> _Source document_

****

We don’t want to be rude to the chatty, well-meaning people who have gone through it before and sent their kids away to college.

In the back of my mind they’re just a tad too enthusiastic, too chirpy, like terrified North Korean tour guides extolling the virtues of their psycho dictator.

Or like dedicated dieters telling you how they never miss bread.

Bread? Who likes bread? Nobody. I hate bread too, don’t you? Bread? You’ve got to be kidding. Bread? Who needs it?

It’s all so desperately earnest. And so we, too, feign enthusiasm for this freedom from our twins.

Betty puts her hand on my knee and squeezes gently, warning me not to say anything too stupid. But I just can’t help it.

So in a chirpy voice, I say to a friend: You mean we can take art classes together? Like decoupage?

“Yes,” says our friend, “all the classes you want.”

I lied about the decoupage. Obviously, being artsy like other journalists, I have vaguely heard of it.

But if I ever take a decoupage class or even learn what the heck it really is, then I hope somebody reading this smacks me on the back of the head with a shovel.

Just swing away and leave me face down on the ground.

I’m sure the decoupage addicts will be incensed, but I don’t care. I’m not in a very good mood.

Because this is taking some getting used to. I didn’t expect it to be this way, but it is, with the boys going away soon and all this freedom awaiting us, I’m overwhelmed.

So I grit my teeth and smile as we hear more about all the newfound freedoms that will be available to us:

Like brunches on the weekends, camping trips, lectures, theater at the drop of a hat, concerts and learning bonsai since I’ll have all that time on my hands.

Or perhaps writing a novel about a crooked city, or taking real estate seminars, even learning Esperanto since you never know when you’ll need it to communicate with random diplomats.

If you want to take this to extremes, I suppose we can even dress up in superhero costumes to go to some idiotic pop culture conventions where they call comic books “literature.”

Now the comic-books-as-literature collective will no doubt write angry letters, or perhaps they’ll just use crayons and stick figures to insist that comic books are, indeed, literature.

An artist friend just told me over lunch that when his sons left home for college and the house was empty, he and his wife hit on a new thing.

I ordered a gin and tonic with bitters and listened to him explain it.

“With the kids gone, you can run around naked in the house and no one cares,” he said. “You might try that.”

That’s positively, what’s the old word, bohemian?

Everybody tells us the world will be our oyster when our boys leave for college.

But when the friends with the lists of new freedoms are gone, Betty and I just sit there on the couch and stare at each other.

“Arts and crafts?” she says. “Are you kidding?”

****

[Lines of data]

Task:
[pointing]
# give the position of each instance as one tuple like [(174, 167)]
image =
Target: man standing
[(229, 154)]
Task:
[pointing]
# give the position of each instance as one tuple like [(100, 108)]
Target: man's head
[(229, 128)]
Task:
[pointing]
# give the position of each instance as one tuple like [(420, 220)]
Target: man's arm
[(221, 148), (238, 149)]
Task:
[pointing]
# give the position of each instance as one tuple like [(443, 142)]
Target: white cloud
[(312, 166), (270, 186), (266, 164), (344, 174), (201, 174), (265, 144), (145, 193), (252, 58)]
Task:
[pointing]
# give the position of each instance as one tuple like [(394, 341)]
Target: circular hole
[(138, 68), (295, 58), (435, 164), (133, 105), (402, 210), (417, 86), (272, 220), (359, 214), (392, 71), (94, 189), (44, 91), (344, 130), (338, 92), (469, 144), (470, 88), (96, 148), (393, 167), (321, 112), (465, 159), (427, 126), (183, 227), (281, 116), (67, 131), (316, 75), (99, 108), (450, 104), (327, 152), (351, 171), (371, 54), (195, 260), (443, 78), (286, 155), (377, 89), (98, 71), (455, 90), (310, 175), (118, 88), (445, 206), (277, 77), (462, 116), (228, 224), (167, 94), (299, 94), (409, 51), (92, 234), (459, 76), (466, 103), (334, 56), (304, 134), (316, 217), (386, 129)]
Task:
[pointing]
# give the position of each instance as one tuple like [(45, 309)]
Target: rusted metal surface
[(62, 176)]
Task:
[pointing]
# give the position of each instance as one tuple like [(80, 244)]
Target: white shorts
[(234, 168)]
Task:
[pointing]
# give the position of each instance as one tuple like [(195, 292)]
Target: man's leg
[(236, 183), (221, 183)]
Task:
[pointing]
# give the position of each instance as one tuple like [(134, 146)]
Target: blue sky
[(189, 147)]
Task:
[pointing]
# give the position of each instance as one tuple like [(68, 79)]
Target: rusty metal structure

****

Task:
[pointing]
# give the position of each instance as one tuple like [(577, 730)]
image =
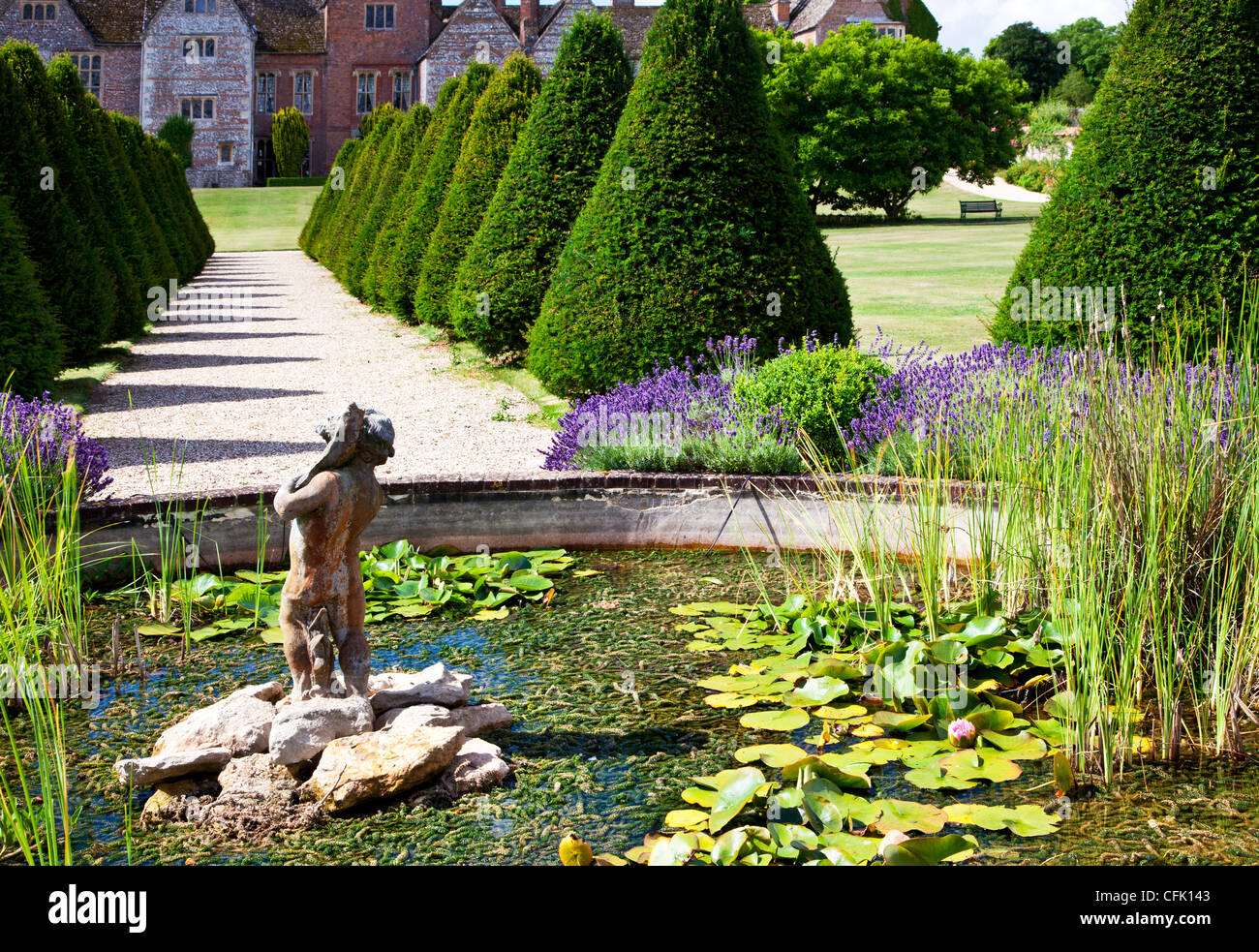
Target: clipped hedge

****

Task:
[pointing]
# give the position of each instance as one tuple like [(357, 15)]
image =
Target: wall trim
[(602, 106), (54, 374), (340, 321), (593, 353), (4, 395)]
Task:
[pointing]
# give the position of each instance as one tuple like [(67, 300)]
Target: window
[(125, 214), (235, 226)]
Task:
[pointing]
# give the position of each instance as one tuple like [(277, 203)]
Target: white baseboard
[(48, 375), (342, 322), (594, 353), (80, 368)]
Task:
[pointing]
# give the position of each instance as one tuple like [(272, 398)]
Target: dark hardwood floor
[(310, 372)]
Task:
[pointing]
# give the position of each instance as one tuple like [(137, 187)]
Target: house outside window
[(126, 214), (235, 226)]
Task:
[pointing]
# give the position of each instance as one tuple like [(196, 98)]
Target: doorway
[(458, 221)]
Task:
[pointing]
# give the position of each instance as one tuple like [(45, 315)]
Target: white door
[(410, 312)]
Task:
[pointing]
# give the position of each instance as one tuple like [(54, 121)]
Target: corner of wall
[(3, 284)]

****

> _Requirements_
1: In the text about the twins leaving for college, what did the writer order at lunch with the artist friend?
2: List each line of the entries that contains the word "wall".

> _Completed exercise_
1: A gin and tonic with bitters.

2:
Target: wall trim
Target: corner of wall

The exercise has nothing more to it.